[O que fazer]: Transcreva sem alterações as linhas dos registros abaixo, começando pela que contém "Could you please point to the person's" e terminando pela que contém "column 220, row 366", com ambas incluídas.

+++

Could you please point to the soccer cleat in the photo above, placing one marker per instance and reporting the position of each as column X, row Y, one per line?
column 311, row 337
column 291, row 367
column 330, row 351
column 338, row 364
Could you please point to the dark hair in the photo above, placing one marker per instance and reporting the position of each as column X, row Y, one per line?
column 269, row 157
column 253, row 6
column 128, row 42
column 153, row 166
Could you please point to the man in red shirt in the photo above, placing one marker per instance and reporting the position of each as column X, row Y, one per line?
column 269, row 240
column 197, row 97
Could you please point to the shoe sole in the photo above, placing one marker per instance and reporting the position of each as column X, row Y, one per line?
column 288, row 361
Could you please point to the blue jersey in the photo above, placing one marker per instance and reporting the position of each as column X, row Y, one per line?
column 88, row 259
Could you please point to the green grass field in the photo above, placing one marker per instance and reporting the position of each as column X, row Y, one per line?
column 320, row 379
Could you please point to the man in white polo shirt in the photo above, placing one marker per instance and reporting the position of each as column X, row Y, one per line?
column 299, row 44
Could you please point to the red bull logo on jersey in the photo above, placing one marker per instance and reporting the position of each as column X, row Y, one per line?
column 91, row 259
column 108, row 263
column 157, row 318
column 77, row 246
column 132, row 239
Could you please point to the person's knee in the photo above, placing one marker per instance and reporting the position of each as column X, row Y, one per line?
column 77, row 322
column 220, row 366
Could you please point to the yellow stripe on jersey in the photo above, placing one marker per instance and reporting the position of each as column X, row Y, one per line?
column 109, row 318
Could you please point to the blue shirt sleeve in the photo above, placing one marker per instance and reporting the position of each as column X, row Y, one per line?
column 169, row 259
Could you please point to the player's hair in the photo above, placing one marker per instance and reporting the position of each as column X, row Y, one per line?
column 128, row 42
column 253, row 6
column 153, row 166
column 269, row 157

+++

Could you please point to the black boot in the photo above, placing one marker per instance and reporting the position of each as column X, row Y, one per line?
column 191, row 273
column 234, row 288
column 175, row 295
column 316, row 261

+++

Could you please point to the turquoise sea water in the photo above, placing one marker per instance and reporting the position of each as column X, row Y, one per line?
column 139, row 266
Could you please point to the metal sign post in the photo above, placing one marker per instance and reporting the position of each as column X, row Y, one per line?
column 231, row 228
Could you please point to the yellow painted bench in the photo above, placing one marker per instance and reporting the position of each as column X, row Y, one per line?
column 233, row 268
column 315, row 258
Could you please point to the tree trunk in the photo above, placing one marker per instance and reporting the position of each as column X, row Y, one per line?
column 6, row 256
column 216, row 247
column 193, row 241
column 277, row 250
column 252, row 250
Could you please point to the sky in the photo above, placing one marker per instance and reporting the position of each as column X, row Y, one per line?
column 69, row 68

+++

[Resultado do exercício]:
Could you please point to the person's knee in the photo above, placing one marker per instance and reporting the position of each as column X, row Y, one per line?
column 77, row 322
column 220, row 366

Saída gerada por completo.